从这个函数的运行中可以看出，在创建创始块时，重点记录了创世时间与创世公钥，系统中区分是不是同一条链，核心就是比较这两个变量。

加载时，头节点的读取

void block_log::open(const fc::path& data_dir) {
   my->close();

   if (!fc::is_directory(data_dir))
      fc::create_directories(data_dir);

   // 读取log，index文件相关内容
   my->block_file.set_file_path( data_dir / "blocks.log" );
   my->index_file.set_file_path( data_dir / "blocks.index" );

   my->reopen();
   auto log_size = fc::file_size( my->block_file.get_file_path() );
   auto index_size = fc::file_size( my->index_file.get_file_path() );

   if (log_size) {
   	  // 从文件开头读取版本号
      my->block_file.seek( 0 );
      my->version = 0;
      my->block_file.read( (char*)&my->version, sizeof(my->version) );
      // 读取头块，即当前系统中最新不可逆块
      my->head = read_head();
      if( my->head ) {
         my->head_id = my->head->id();
      } else {
         my->head_id = {};
      }
	  // 读取index文件，兼容以前的旧版本，对index做出调整与对齐
      if (index_size) {
         uint64_t block_pos;
         my->block_file.seek_end(-sizeof(uint64_t));
         my->block_file.read((char*)&block_pos, sizeof(block_pos));

         uint64_t index_pos;
         my->index_file.seek_end(-sizeof(uint64_t));
         my->index_file.read((char*)&index_pos, sizeof(index_pos));
      } else {
         construct_index();
      }
   } else if (index_size) {
   }
}

从代码中，可以直观看出，log文件是重中之重

如何读取某个块数据

// 从log文件中根据内容的pos位置，读取出块内容
signed_block_ptr block_log::read_block(uint64_t pos)const {
  my->block_file.seek(pos);
  signed_block_ptr result = std::make_shared<signed_block>();
  auto ds = my->block_file.create_datastream();
  fc::raw::unpack(ds, *result);
  return result;
}

// 从index文件中根据块号读取出块内容存储位置的索引
uint64_t block_log::get_block_pos(uint32_t block_num) const {
   if (!(my->head && block_num <= block_header::num_from_id(my->head_id) && block_num >= my->first_block_num))
      return npos;
   // 从这句话可以直观看出：位置与块号的对应关系
   my->index_file.seek(sizeof(uint64_t) * (block_num - my->first_block_num));
   uint64_t pos;
   // 读出索引并且返回
   my->index_file.read((char*)&pos, sizeof(pos));
   return pos;
}

// 根据块号读取块内容
signed_block_ptr block_log::read_block_by_num(uint32_t block_num)const {
   try {
      signed_block_ptr b;
      uint64_t pos = get_block_pos(block_num);
      if (pos != npos) {
         b = read_block(pos);
         EOS_ASSERT(b->block_num() == block_num, reversible_blocks_exception,
                   "Wrong block was read from block log.", ("returned", b->block_num())("expected", block_num));
      }
      return b;
   } FC_LOG_AND_RETHROW()

▶ **给定条目**:
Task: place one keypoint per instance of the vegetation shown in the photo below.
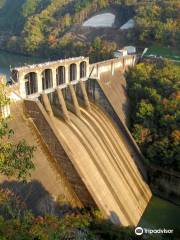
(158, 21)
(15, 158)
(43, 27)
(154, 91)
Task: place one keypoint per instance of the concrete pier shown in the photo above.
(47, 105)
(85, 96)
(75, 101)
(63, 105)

* * *

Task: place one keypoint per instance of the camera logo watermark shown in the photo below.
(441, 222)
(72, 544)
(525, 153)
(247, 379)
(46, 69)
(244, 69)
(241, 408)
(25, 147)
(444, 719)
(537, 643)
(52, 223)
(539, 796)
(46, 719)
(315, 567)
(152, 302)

▶ **任务要求**:
接着上文的区块日志节选，从末尾处往下续写。

▶ **本题作答**:
}

从上面的代码中可以整理出如下结论，如何从块号读取一个块内容

首先从index文件中根据块号读取真正块内容存储的位置
再次从log文件中读取块内容

块数据如何存储

uint64_t detail::block_log_impl::append(const signed_block_ptr& b) {
   try {
      // 文件指针定位到文件结尾
      block_file.seek_end(0);
      index_file.seek_end(0);
      // 获取文件位置pos
      uint64_t pos = block_file.tellp();
      auto data = fc::raw::pack(*b);
      // 在log文件中分别写入块内容，块位置索引，在这里写入pos，在启动加载时可以从log文件直接获取pos
      block_file.write(data.data(), data.size());
      block_file.write((char*)&pos, sizeof(pos));
      // 在index文件中再次存入pos位置，index写入pos，可以随时读取任意块号的内容
      index_file.write((char*)&pos, sizeof(pos));
      // 更新头块，头块为当前新加入进来的块
      head = b;
      head_id = b->id();

      flush();
      return pos;
   }
   FC_LOG_AND_RETHROW()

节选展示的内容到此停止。